__Text__.
____
Wichtiger Hinweis:
Diese Website wird in älteren Versionen von Netscape ohne graphische Elemente dargestellt. Die Funktionalität der Website ist aber trotzdem gewährleistet. Wenn Sie diese Website regelmässig benutzen, empfehlen wir Ihnen, auf Ihrem Computer einen aktuellen Browser zu installieren.
Zurück zur Einstiegsseite Drucken
Grössere Schrift
 
Eidgenössisches Versicherungsgericht 
Tribunale federale delle assicurazioni 
Tribunal federal d'assicuranzas 
 
Sozialversicherungsabteilung 
des Bundesgerichts 
 
Prozess {T 7} 
H 50/06 
 
Urteil vom 27. Dezember 2006 
III. Kammer 
 
Besetzung 
Präsident Ferrari, Bundesrichter Meyer und Seiler; Gerichtsschreiberin Riedi Hunold 
 
Parteien 
Bundesamt für Sozialversicherungen, Effingerstrasse 20, 3003 Bern, Beschwerdeführer, 
 
gegen 
 
1. N.________, 1950, 
2. O.________, 1953, 
Beschwerdegegner, beide vertreten durch das Treu- 
handbüro X.________, 
 
Vorinstanz 
Kantonales Versicherungsgericht des Wallis, Sitten 
 
(Entscheid vom 18. Januar 2006) 
 
Sachverhalt: 
A. 
O.________ und N.________ sind Gesellschafter der Kollektivgesellschaft der Firma N.________ und als Selbstständigerwerbende der Ausgleichskasse des Kantons Wallis (nachfolgend: Ausgleichskasse) angeschlossen. Per 30. April 2001 schlossen sie ein Geschäftsjahr ab, das den Zeitraum von 1. Mai 2000 bis 30. April 2001 (12 Monate) umfasste. Das darauf folgende Geschäftsjahr dauerte vom 1. Mai 2001 bis 31. Dezember 2002 (20 Monate). 
Die Steuermeldungen wiesen für O.________ und N.________ für das Jahr 2001 ein Einkommen von je Fr. 31'602.- und für 2002 ein solches von je Fr. 46'166.- aus. Auf dieser Grundlage setzte die Ausgleichskasse mit Verfügung vom 16. Juni 2005, bestätigt mit Einspracheentscheid vom 21. Juli 2005, die AHV-Beiträge für die Jahre 2001 und 2002 fest.
____
__Angezeigte Zeilen__.
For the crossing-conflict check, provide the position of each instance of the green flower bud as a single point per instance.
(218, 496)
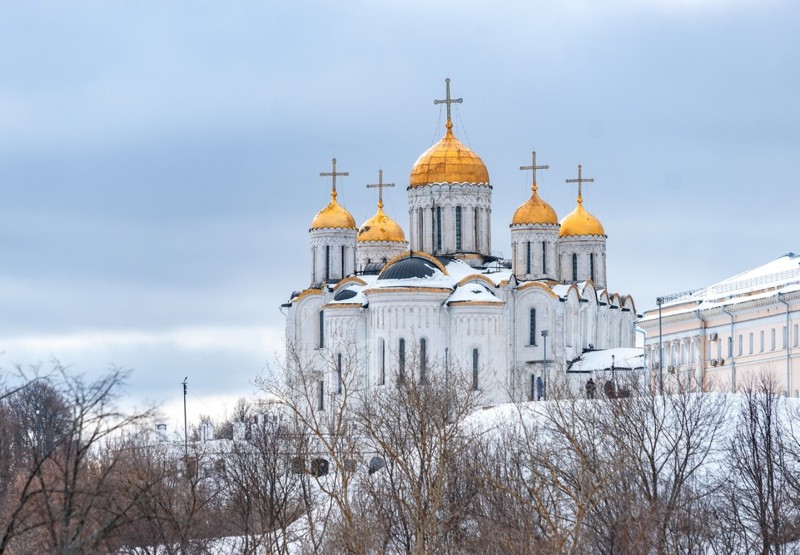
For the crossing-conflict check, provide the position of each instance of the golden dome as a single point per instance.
(580, 222)
(381, 227)
(534, 211)
(448, 161)
(333, 216)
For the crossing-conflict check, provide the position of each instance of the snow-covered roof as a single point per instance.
(623, 358)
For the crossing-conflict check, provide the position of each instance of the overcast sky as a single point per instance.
(159, 161)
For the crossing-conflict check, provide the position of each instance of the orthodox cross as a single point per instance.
(380, 185)
(580, 181)
(534, 167)
(448, 100)
(333, 173)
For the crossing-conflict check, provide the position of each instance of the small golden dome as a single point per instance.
(448, 161)
(534, 211)
(580, 222)
(333, 216)
(380, 227)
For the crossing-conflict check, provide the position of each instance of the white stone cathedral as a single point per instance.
(447, 301)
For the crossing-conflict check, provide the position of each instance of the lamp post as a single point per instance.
(660, 301)
(545, 333)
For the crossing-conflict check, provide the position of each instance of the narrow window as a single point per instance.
(321, 329)
(574, 267)
(528, 263)
(438, 228)
(327, 262)
(423, 360)
(382, 371)
(476, 225)
(433, 228)
(475, 369)
(458, 228)
(339, 374)
(544, 258)
(401, 359)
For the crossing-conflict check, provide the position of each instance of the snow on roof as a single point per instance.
(473, 292)
(625, 358)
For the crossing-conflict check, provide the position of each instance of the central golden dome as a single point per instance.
(381, 227)
(448, 161)
(580, 222)
(333, 216)
(534, 211)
____
__Aufgabenstellung__.
A - Beantworten Sie anhand des Textes diese Fragen:
(i) An welchem Datum erging das Urteil?
(ii) Wie viele Monate umfasste das Geschäftsjahr vom 1. Mai 2001 bis 31. Dezember 2002?
(iii) Welches Einkommen wiesen die Steuermeldungen für das Jahr 2002 aus?
B - Geben Sie den Abschnitt des Textes zwischen „(Entscheid vom 18.“ und „2002 (20 Monate).“ einschließlich dieser beiden Stellen wortgetreu aus.
Die Zeilen haben mit dem Text nichts zu tun.

__Endergebnisse__.
A -
(i) 27. Dezember 2006
(ii) 20 Monate
(iii) je Fr. 46'166.-

B -
(Entscheid vom 18. Januar 2006) 
 
Sachverhalt: 
A. 
O.________ und N.________ sind Gesellschafter der Kollektivgesellschaft der Firma N.________ und als Selbstständigerwerbende der Ausgleichskasse des Kantons Wallis (nachfolgend: Ausgleichskasse) angeschlossen. Per 30. April 2001 schlossen sie ein Geschäftsjahr ab, das den Zeitraum von 1. Mai 2000 bis 30. April 2001 (12 Monate) umfasste. Das darauf folgende Geschäftsjahr dauerte vom 1. Mai 2001 bis 31. Dezember 2002 (20 Monate).